*WHAT THE EXERCISE ASKS*. Set down the full listing exactly as given. Any pictures are to be left out.

[Image point annotation entries]
------------------------------------

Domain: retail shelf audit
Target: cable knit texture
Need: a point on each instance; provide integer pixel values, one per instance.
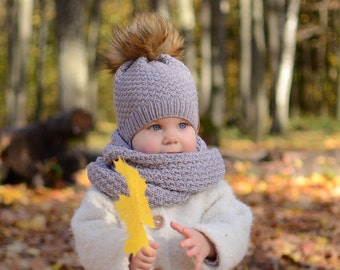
(148, 90)
(171, 178)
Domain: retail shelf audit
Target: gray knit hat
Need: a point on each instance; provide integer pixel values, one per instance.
(148, 90)
(150, 80)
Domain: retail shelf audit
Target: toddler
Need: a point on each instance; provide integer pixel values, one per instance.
(200, 224)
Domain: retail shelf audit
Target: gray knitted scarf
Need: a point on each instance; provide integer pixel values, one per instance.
(171, 178)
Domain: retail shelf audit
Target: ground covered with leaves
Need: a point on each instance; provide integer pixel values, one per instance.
(296, 215)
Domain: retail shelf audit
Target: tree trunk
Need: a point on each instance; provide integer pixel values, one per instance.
(206, 70)
(93, 34)
(43, 36)
(186, 18)
(276, 12)
(72, 55)
(338, 87)
(218, 63)
(19, 37)
(285, 77)
(246, 105)
(258, 84)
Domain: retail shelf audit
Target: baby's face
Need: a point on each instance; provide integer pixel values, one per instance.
(165, 135)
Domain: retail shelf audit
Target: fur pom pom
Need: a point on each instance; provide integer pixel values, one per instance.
(148, 35)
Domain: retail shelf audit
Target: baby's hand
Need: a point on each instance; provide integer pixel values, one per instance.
(144, 259)
(197, 244)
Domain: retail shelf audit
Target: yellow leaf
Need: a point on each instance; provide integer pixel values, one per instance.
(134, 209)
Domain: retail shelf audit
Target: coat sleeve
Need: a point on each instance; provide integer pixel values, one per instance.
(227, 223)
(99, 237)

------------------------------------

*RESULT OF THIS TASK*.
Domain: retail shelf audit
Target: cable knit texture
Need: a point on each instance; provide integer pixel values, one per instance.
(148, 90)
(171, 178)
Domain: retail shelf audit
Target: gray knit hat
Need: a point on each instance; provide integer pixel values, one per instance.
(148, 90)
(150, 80)
Domain: retail shelf audit
Target: toddler
Need: a point on each instance; provide integer pixel values, one per instance.
(200, 224)
Domain: retail shelf audit
Target: gray knitted scarf
Need: a point on each instance; provide integer pixel values, one per instance.
(171, 178)
Domain: retail shelf audit
Target: ground covered with leaves
Need: a point on each instance; provide integer pixel values, one per instance.
(296, 215)
Domain: retail shelf audit
Target: tree trunk
Need: a point on each instance; provide integer pixel values, one per instance.
(206, 70)
(93, 34)
(43, 36)
(186, 18)
(276, 12)
(72, 55)
(338, 87)
(218, 63)
(19, 37)
(285, 77)
(246, 105)
(258, 84)
Domain: retail shelf audit
Target: baby's face
Need: a point on each instance; provide integer pixel values, one per instance.
(165, 135)
Domain: retail shelf audit
Target: fur pom pom
Need: a point on each instance; provide integer pixel values, one per instance.
(148, 35)
Domain: retail shelf audit
Target: baby's hand
Need: a point on each instance; provide integer pixel values, one per instance.
(144, 259)
(197, 244)
Domain: retail shelf audit
Target: yellow leaf
Need: a point on each instance; provide integer pixel values, one per instance.
(134, 209)
Domain: retail shelf audit
Target: coat sleeve
Need: a point on each instance; provide integer pixel values, one per instance.
(227, 223)
(99, 237)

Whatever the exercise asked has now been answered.